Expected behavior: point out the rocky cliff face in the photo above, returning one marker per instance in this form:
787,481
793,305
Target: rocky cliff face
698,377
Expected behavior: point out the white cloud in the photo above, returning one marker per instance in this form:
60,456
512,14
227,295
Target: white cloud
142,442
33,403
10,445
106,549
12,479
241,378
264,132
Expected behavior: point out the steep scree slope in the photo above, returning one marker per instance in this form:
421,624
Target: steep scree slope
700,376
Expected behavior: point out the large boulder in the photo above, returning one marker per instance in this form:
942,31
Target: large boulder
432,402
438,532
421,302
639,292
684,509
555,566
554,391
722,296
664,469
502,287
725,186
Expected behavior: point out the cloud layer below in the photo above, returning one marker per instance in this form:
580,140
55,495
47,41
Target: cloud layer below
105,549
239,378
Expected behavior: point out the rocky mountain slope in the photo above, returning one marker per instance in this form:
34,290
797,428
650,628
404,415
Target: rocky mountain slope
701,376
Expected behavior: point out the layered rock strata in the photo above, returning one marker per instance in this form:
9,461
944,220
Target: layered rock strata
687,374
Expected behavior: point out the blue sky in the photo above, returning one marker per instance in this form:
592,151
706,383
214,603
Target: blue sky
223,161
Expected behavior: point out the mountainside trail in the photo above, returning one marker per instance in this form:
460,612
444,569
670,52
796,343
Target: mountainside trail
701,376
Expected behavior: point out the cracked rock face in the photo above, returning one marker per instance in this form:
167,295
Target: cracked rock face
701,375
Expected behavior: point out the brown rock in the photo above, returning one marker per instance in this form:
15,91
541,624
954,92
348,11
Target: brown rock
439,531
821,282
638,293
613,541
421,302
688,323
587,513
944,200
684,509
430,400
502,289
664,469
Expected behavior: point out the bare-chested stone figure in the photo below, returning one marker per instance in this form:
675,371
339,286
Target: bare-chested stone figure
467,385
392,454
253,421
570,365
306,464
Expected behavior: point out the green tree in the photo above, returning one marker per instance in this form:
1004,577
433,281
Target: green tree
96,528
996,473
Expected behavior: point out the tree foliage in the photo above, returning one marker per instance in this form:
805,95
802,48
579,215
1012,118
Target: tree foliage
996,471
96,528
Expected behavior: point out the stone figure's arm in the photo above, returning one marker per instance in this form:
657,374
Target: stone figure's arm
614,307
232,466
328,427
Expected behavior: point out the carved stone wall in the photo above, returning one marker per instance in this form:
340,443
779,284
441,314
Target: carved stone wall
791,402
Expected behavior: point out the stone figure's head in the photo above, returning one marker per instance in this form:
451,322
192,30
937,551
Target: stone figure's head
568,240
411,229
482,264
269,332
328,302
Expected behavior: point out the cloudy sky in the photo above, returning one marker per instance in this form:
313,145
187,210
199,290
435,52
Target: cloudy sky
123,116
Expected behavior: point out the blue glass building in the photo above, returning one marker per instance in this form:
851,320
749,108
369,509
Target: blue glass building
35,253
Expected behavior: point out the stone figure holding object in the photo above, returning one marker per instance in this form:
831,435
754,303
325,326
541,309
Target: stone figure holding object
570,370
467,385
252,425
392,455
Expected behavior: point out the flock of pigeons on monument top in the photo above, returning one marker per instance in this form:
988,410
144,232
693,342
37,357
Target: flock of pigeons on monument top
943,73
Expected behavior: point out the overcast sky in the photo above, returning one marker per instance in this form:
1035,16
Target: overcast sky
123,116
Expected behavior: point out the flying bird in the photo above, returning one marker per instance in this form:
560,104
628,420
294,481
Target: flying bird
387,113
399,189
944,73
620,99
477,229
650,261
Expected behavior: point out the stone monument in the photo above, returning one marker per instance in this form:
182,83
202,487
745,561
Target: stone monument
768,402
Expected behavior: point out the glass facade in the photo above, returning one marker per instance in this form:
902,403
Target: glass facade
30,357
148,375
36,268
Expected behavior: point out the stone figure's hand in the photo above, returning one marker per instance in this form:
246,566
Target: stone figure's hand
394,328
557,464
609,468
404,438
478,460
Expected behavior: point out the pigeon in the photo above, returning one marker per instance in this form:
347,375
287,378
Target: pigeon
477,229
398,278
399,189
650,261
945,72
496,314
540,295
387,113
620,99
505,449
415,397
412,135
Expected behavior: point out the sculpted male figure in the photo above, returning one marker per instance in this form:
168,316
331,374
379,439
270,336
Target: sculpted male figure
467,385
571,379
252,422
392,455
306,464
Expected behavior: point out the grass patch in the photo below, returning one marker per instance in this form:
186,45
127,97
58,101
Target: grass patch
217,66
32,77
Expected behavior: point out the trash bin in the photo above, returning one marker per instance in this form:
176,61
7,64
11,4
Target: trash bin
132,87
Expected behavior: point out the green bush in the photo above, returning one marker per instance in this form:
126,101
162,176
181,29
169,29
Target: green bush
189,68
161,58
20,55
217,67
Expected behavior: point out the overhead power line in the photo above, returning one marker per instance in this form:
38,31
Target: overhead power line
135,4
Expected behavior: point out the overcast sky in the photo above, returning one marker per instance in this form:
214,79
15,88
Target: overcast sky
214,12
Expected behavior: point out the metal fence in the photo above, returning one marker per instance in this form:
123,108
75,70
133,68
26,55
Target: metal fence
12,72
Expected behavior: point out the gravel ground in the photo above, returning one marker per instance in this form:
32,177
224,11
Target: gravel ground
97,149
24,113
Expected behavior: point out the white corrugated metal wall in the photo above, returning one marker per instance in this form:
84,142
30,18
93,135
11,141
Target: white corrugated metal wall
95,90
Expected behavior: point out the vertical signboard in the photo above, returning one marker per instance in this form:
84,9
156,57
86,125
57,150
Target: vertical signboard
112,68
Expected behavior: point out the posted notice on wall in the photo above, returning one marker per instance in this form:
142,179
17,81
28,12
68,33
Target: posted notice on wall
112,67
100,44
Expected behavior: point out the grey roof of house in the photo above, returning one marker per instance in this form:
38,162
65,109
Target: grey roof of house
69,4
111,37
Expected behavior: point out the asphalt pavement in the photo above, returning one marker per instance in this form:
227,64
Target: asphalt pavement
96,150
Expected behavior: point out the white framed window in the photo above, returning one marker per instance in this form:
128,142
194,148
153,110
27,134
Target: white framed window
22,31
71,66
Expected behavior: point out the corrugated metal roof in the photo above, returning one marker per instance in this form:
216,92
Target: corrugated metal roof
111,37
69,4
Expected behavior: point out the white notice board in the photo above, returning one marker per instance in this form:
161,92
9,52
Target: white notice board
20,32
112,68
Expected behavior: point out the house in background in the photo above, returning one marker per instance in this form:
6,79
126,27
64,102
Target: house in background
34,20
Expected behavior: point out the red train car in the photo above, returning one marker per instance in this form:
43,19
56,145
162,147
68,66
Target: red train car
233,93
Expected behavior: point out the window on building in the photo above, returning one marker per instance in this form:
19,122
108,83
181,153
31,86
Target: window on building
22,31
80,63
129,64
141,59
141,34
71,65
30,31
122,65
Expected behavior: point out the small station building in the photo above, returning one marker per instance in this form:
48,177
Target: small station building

^^^^

*Short task*
Transcribe the material above word for word.

*Answer to the exercise*
Expected behavior: point out the rocky cliff face in the photo above, returning one marker per instance in this form:
787,481
793,305
Target: rocky cliff face
698,377
Expected behavior: point out the white cloud in the photo above, returning one marker per instance in this form:
60,456
512,14
227,295
Target: white cloud
142,442
33,403
10,445
106,549
12,479
241,378
264,132
Expected behavior: point out the steep scree slope in the photo above, returning one marker per instance in this form:
421,624
Target: steep scree slope
700,376
Expected behavior: point out the large boulder in the photo above, returning one marker per instance in this form:
942,31
Target: large boulder
432,402
438,532
421,302
639,292
684,509
555,566
554,391
722,296
664,469
502,287
725,186
Expected behavior: point out the cloud layer below in the photo above, returning one marker per instance in this form:
580,140
55,495
47,41
Target: cloud layer below
105,549
239,378
Expected behavior: point out the rocky mountain slope in the photo above, returning one marker per instance in this form:
34,290
797,428
650,628
404,415
Target: rocky mountain slope
701,376
Expected behavior: point out the layered rock strata in the photo above, returning one marker per instance in this form:
9,461
944,220
Target: layered rock strata
687,374
Expected behavior: point out the blue sky in the photo above, returning one marker per instance in this form:
592,151
706,383
214,603
Target: blue sky
223,161
Expected behavior: point out the mountainside trail in the photo above, returning one marker per instance in this form:
460,612
444,569
670,52
796,343
Target: mountainside trail
701,376
Expected behavior: point out the cracked rock face in the photo above, returning one marker per instance in this form:
167,295
Target: cracked rock face
701,375
Expected behavior: point out the brown rock in the photo above, returning one marker per instance in this form:
15,91
541,624
954,92
348,11
Target: brown rock
439,531
821,282
638,293
613,541
421,302
688,323
587,513
944,200
684,509
430,400
502,289
664,469
Expected behavior: point out the bare-chested stone figure in the photo below, returning one marker per instance in this form:
675,371
339,286
Target: bare-chested stone figure
467,385
392,454
253,421
570,365
306,464
Expected behavior: point out the green tree in the photo above, returning one marker per instance in this form:
1004,577
433,281
Target: green tree
96,528
996,473
Expected behavior: point out the tree foliage in the photo above, returning one marker per instance in this form:
805,95
802,48
579,215
1012,118
Target: tree foliage
996,471
96,528
Expected behavior: point out the stone figure's arm in the photo above, returning one marker per instance in this form:
657,374
Target: stone figure's arm
614,307
232,466
328,427
Expected behavior: point out the carved stone wall in the photo above, returning one marker per instance in this form:
340,443
779,284
441,314
Target: carved stone wall
791,402
Expected behavior: point out the stone figure's head in the photo above, returning one marker per instance in this form:
451,322
192,30
937,551
Target: stone figure's head
568,240
411,229
482,264
269,332
328,302
Expected behavior: point out the cloudy sky in the photo above, returning one marker per instance in this form:
313,145
187,210
199,290
435,52
Target: cloudy sky
123,116
Expected behavior: point out the blue glass building in the photo above, returning one marker per instance in this form:
851,320
749,108
369,509
Target: blue glass building
35,253
Expected behavior: point out the stone figure holding object in the photo above, returning one marker per instance in this form:
831,435
754,303
325,326
541,309
Target: stone figure holding object
570,370
467,385
252,425
392,455
Expected behavior: point out the flock of pigeons on monument top in the photo above, returning one marker per instance in this form:
988,410
144,232
693,342
37,357
Target: flock of pigeons on monument top
943,73
Expected behavior: point out the overcast sky in the photo above, returning one marker per instance in this form:
1035,16
Target: overcast sky
123,116
Expected behavior: point out the flying bird in the photo above, returning one marker per instance in this form:
560,104
628,420
294,481
Target: flying bird
387,113
399,189
944,73
620,99
477,229
650,261
Expected behavior: point out the stone monument in the photo above, returning one marker per instance in this form:
182,83
202,487
745,561
Target: stone monument
768,402
Expected behavior: point out the glass facade in the photo above, returning one marker per instance in this form:
902,403
Target: glass facade
30,357
148,375
36,268
Expected behavior: point out the stone figure's hand in the photo above, returning one marker per instance in this form:
246,566
Target: stone figure's hand
394,328
557,464
609,468
404,438
478,460
Expected behavior: point out the pigeon in the photo above, returning one marker per instance in this form:
347,375
287,378
Target: pigeon
477,229
398,278
399,189
650,261
945,72
496,314
540,295
387,113
620,99
505,449
415,397
412,135
Expected behavior: point out the sculpted male figure in the photo above, returning one marker per instance in this form:
168,316
331,374
379,439
270,336
Target: sculpted male figure
467,385
571,379
252,422
392,455
306,464
Expected behavior: point out the grass patch in the photo below, returning one marker per instance in this form:
186,45
127,97
58,101
Target: grass patch
217,66
32,77
Expected behavior: point out the trash bin in the photo above, returning one marker per instance in this form:
176,61
7,64
11,4
Target: trash bin
132,87
Expected behavior: point out the green bush in the photo above, returning one marker per instance in this form:
126,101
162,176
181,29
169,29
Target: green bush
189,68
161,58
20,55
217,67
Expected behavior: point out the overhead power line in the photo above, returning one marker per instance in this form:
38,31
Target: overhead power line
135,4
Expected behavior: point out the overcast sky in the photo above, returning one marker per instance in this form:
214,79
15,88
Target: overcast sky
214,12
Expected behavior: point out the metal fence in the photo above, returning one marker per instance in this form:
123,108
75,70
133,68
26,55
Target: metal fence
12,72
Expected behavior: point out the gravel ground in the photo above, returning one marker per instance in this form:
32,177
224,11
Target: gravel ground
97,149
24,113
Expected behavior: point out the white corrugated metal wall in the photo above, returning one marker per instance in this form:
84,142
30,18
93,135
11,141
Target: white corrugated metal wall
95,90
Expected behavior: point out the vertical signboard in the photo above, returning one marker per instance in this form:
84,9
156,57
86,125
57,150
Target: vertical signboard
112,68
Expected behavior: point out the posted notice on wall in the photo above, returning one marker per instance in this form:
142,179
17,81
28,12
68,33
Target: posted notice on wall
112,67
100,44
Expected behavior: point out the grey roof of house in the photo above, returning one marker per instance in this form:
38,162
65,109
Target: grey roof of house
69,4
111,37
Expected behavior: point out the asphalt pavement in the photo above, returning one marker per instance in this form:
227,64
Target: asphalt pavement
96,150
Expected behavior: point out the white framed window in the photo above, returning one marker per instance in this form:
128,142
194,148
153,110
27,134
Target: white framed window
22,31
71,66
Expected behavior: point out the corrugated metal roof in the photo above, returning one marker per instance in this form:
216,92
Target: corrugated metal roof
111,37
69,4
Expected behavior: point out the white notice board in the photo above, returning one marker per instance in this form:
161,92
9,52
Target: white notice board
20,32
112,68
Expected behavior: point out the house in background in the photo above, returning one marker per instance in this form:
6,79
126,27
64,102
Target: house in background
34,20
Expected behavior: point out the red train car in the photo above, returning one marker per instance in this form:
43,19
56,145
162,147
68,66
Target: red train car
233,93
Expected behavior: point out the window on building in the photo above, returning one marker per instance in this form:
19,122
108,83
181,153
31,86
Target: window on building
22,31
80,63
129,64
141,59
141,34
71,65
30,31
122,65
Expected behavior: point out the small station building in the photo above, returning one marker per instance in this form:
48,177
Target: small station building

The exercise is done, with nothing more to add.